Text block =>
++++++

How My Faith Informs my Fiction. Part 2.
So now that I’ve established that I don’t write Christian fiction and explored my reasons behind it, it maybe time to talk about what exactly I do write about.
Of course, taste is a big factor in any kind of art. I write what I want to read. But being a Christian, there are many things that I don’t add into my books because I am opposed on a moral level to them. There are other things that I do add into my books that cause some of my more conservative fellow believers to cringe but I feel like I have freedom to do so.
It’s taken me awhile to find my balance and sort out my reasons for the more controversial aspects of my writing. I strive to set my standards with as much wisdom as I can and I use the Bible as my reference as culture and subculture can often be slanted.
In today’s post I’d like to address two of these things.
Fictional violence doesn’t bother me unless it is excessive and unnecessary. One of my favorite shows, Vikings, crossed the line on more than a few occasions and is one of the reasons why I stopped watching it. I don’t however, feel like there is any moral problem with violence. If there was, we would see much less of it spoken of in the bible.
While the Bible doesn’t revel in gore, it doesn’t shy away from truthful depictions of the events in it. The story of the Levite Priest and his concubine as well as most of David's story are great examples.
I feel like the level of violence depicted is more about taste than about morality. There is even a level of gleeful violence that I’m OK with when it is played to humorous effects. As with most things, I’ll give a bit of extra slack for humor.
What I am not ok with is “torture porn” or basically, blood, gore and pain for its sake alone. It is the main reason that I don’t watch or read horror almost at all. It is also the reason why you will never see any sort of serial killer thriller of the like from me. Human life has worth, it has value. Even in fiction. A bit of fictional blood is expected. Danger makes for a good story and if you are going to depict danger you have to know the consequences of failure, but there is a difference between violence that furthers a story and violence that is the center of a story.
On that note, sexual violence is something that is particularly abhorrent to me and it is something that I try to use only with the utmost respect I can. I cannot promise that it will never pop up in my writing but I can promise that I will never depict the act. You will probably see more of that in the following post.
I do write dark fiction, and violence is often a factor. I don’t like my heroes to get away easy and I don’t like to promise danger without showing it. I try to model my action sequences after those in the Bourne Trilogy, but sometimes stray just a bit further. It’s taken me awhile to find my balance and it might change with the genre, but if you go in expecting some fast paced and sometimes bloody action scenes, you won’t be disappointed.
Bad language actually seems to be a more sensitive topic on a lot of Christian circles than violence. Of course, language is also a lot more difficult to gauge. That is because bad language is often a cultural thing.

++++++

Given instruction 1 =>
Tally the lines of the records that contain the string "dress", counting only matches with the same uppercase and lowercase letters, and give only the number.
Given instruction 2 =>
Write the next part of the blog post on faith and fiction, beginning right after its final sentence, which ends "bad language is often a cultural thing."

++++++

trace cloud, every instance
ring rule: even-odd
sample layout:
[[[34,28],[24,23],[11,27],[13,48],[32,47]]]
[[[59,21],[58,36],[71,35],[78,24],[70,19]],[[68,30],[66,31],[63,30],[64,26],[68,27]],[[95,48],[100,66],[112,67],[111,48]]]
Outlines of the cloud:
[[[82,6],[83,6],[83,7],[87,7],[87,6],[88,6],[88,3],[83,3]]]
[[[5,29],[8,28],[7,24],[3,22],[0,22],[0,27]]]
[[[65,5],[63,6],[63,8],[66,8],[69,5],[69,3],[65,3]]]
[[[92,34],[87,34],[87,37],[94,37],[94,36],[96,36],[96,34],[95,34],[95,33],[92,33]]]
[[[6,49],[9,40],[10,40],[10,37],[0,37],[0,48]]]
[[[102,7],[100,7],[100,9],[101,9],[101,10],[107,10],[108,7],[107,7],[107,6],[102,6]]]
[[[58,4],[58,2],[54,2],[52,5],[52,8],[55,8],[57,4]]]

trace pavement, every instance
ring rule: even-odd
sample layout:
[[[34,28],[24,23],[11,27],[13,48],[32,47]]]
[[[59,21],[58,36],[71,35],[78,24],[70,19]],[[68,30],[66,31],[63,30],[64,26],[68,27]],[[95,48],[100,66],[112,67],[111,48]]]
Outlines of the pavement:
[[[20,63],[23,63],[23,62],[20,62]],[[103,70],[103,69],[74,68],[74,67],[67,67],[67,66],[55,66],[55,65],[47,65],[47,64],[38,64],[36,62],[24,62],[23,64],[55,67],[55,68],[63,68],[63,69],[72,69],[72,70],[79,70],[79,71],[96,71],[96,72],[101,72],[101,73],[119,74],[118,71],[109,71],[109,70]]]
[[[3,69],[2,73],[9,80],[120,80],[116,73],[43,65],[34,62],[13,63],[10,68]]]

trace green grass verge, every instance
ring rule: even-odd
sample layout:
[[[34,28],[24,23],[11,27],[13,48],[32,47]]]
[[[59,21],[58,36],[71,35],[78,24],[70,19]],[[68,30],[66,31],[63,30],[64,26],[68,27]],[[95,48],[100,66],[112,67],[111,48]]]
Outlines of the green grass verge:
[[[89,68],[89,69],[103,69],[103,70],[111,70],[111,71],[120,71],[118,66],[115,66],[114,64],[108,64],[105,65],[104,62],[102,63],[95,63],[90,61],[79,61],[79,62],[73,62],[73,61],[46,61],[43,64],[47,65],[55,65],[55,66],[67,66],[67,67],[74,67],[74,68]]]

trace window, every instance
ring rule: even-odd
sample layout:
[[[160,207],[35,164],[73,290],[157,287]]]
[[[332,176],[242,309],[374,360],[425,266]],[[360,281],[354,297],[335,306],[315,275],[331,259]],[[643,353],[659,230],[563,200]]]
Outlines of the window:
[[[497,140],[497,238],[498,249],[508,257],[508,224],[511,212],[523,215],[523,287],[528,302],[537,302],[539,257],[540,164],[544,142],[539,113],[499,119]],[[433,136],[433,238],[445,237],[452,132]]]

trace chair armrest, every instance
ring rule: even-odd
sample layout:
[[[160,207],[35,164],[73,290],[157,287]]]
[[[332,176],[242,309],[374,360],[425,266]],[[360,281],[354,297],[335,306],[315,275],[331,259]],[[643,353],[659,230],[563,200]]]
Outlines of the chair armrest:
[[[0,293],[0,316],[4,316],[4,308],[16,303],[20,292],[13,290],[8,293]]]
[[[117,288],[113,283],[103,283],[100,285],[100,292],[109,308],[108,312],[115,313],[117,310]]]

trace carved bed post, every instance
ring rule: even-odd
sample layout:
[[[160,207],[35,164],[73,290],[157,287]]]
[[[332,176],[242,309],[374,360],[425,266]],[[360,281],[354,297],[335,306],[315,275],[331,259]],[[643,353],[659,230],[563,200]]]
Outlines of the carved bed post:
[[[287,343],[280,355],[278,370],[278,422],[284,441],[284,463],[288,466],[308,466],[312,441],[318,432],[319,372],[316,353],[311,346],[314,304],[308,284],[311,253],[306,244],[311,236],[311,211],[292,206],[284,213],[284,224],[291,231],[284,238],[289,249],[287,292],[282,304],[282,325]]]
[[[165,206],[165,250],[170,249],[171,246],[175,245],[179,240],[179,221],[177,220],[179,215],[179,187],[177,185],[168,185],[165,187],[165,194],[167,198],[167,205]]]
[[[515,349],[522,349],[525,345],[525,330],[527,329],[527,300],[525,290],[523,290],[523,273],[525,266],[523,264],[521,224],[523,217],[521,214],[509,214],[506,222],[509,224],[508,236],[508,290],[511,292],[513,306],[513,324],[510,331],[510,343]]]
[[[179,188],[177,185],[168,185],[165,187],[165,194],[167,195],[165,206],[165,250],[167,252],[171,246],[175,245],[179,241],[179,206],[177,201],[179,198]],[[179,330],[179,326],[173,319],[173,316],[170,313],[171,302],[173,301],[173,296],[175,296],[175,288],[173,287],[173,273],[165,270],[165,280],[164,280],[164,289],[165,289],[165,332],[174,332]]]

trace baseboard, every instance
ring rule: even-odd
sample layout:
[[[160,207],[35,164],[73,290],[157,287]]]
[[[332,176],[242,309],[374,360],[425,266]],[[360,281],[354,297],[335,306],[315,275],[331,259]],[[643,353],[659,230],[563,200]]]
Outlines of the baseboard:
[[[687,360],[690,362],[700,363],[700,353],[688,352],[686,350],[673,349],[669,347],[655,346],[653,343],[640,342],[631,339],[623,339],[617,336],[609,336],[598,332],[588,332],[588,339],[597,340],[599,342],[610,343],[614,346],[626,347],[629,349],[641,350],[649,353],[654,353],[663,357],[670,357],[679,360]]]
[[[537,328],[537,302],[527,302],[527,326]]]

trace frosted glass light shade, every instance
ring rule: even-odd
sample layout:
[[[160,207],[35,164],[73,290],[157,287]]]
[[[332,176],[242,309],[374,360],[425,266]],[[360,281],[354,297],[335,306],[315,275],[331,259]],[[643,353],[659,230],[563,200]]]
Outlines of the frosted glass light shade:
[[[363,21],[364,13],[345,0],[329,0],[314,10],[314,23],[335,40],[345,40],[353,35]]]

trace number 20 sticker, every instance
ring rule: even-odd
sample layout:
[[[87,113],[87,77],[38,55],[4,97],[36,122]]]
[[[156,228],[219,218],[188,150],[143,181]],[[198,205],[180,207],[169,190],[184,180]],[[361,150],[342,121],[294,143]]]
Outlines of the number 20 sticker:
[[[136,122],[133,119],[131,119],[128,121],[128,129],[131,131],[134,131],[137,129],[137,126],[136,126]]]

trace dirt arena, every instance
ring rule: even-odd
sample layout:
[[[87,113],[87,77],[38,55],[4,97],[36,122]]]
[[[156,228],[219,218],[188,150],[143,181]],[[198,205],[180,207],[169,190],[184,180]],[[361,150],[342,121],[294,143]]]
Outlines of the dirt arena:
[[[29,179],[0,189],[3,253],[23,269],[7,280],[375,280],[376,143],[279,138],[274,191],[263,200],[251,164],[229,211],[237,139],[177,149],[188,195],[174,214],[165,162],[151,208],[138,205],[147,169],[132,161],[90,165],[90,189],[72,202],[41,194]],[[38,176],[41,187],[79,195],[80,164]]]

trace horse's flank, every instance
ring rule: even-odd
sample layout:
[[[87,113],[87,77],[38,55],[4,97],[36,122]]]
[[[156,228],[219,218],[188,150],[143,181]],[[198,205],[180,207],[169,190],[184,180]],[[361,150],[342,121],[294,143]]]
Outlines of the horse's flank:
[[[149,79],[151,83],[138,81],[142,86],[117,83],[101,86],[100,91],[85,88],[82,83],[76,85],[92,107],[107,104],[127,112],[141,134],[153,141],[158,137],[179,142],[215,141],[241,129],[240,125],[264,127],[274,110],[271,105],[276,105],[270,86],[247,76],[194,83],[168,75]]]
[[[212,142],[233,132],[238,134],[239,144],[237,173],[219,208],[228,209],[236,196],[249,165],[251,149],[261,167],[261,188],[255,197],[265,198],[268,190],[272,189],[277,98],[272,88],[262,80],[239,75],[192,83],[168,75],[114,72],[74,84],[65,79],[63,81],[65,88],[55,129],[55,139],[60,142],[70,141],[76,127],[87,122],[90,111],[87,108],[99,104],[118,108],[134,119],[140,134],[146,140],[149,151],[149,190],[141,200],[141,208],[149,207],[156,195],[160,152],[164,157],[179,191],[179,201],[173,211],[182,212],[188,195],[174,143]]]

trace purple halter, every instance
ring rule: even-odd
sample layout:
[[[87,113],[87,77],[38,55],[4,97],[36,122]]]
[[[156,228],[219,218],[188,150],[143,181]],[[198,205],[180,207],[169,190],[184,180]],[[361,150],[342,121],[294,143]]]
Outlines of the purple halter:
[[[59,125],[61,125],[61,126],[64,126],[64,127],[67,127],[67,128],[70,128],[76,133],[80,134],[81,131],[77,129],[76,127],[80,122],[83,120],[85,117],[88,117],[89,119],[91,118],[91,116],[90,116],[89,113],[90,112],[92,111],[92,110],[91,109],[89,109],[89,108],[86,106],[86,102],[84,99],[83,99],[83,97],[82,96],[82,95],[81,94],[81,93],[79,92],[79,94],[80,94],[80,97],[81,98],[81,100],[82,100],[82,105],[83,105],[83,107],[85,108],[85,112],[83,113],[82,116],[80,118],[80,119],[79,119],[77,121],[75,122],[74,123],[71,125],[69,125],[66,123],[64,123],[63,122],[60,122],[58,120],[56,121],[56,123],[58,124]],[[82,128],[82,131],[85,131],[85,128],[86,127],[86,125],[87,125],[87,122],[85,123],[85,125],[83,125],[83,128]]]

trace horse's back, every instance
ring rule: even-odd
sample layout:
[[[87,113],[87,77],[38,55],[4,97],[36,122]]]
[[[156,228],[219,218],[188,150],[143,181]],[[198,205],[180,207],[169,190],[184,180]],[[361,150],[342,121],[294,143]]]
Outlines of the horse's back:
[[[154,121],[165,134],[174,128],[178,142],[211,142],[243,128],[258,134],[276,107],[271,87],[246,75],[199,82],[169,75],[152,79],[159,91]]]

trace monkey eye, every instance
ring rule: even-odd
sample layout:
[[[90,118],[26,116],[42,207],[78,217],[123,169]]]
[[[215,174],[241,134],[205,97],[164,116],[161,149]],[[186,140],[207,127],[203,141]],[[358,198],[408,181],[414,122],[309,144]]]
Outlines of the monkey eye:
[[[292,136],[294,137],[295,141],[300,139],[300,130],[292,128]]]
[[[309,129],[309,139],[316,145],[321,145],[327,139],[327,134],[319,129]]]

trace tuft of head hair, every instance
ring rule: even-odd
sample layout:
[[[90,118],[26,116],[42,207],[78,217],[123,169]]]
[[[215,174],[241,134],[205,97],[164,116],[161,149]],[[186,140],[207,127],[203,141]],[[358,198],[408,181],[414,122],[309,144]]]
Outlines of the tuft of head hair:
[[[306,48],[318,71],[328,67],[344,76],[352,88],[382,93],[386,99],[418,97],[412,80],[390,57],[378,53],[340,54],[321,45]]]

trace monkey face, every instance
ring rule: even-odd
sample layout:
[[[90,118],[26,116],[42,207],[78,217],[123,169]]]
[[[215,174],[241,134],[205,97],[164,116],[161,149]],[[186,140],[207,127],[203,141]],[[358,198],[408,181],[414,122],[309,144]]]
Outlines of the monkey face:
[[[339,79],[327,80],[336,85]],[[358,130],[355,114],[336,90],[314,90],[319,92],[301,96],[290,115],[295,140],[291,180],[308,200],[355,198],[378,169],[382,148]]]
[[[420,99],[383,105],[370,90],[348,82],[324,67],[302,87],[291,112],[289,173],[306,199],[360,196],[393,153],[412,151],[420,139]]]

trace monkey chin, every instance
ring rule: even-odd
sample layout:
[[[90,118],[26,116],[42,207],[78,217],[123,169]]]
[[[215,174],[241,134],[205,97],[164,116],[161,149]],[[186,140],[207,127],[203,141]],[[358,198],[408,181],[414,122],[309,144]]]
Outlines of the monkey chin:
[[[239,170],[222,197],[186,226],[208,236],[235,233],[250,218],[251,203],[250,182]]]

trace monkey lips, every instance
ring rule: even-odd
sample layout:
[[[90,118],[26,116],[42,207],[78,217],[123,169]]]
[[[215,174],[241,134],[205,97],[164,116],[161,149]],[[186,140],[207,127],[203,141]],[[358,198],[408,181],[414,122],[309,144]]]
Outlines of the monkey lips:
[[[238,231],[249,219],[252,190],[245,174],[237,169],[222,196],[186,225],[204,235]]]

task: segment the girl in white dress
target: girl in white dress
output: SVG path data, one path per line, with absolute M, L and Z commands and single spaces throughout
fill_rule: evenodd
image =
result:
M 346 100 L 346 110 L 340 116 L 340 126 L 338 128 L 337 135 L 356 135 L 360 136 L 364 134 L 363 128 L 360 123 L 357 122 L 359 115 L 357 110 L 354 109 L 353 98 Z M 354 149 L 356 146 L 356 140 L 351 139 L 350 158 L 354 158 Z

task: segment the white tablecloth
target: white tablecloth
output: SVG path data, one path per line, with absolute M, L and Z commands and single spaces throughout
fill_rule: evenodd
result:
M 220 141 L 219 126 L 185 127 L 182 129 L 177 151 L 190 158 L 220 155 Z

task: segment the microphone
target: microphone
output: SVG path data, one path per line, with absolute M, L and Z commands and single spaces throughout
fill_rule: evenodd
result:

++++++

Exercise output 1 =>
2

Exercise output 2 =>
Once again, there is strong language in the Bible. It is a natural part of human communication often used to express strong emotion when other things fail. While you or I might not interpret the language in the Bible as swearing or profanity, culturally there was a fair share of it and a lot that was even more shocking than what we use today.
There are a few things that I try to abide to when I use swearing in my work. Firstly, the Bible does warn against using the Lord’s name in vain as well as imploring us not to make crude jokes. I have done my best to stick within those guidelines as far as I am able to culturally. I can’t account for how cultures that I am not familiar with might read into a saying.
The Bible also tells us to avoid deliberately offending fellow others, even if we disagree with their beliefs. Because I write adult science fiction that is not in a Christian category, I feel like it is accepted and even expected that I use some language, particularly with the characters and world I’ve built. Despite that I tried to stay to mild swear words, most of which are not even considered swearing by many people. When I do choose to use a harsher word, I try to only put it into a context where it will further the story.
While I don’t believe if it sinful (there is no clear word on it in the Bible, which makes sense because it is so cultural in nature) I don’t personally swear. I don’t mind watching movies or reading books with it in either, provided there is not a lot of crude humor around the subject. I just don't feel like this is a guideline I have to work around in my writing when it will take away some of the impact if I do.
So if you do pick up my book, be aware that there is some swearing. I try not to use it without cause and I do believe that using the words I chose, which I looked at carefully in regards to culture and history, help reader immersion and allow for a better reading experience.
This post was a bit longer than usual, but hopefully that helped give you some insight into the content of my books and my reasoning behind it. Stay tuned for next week when we discuss the things that you will never see in my book, no matter what the end might be.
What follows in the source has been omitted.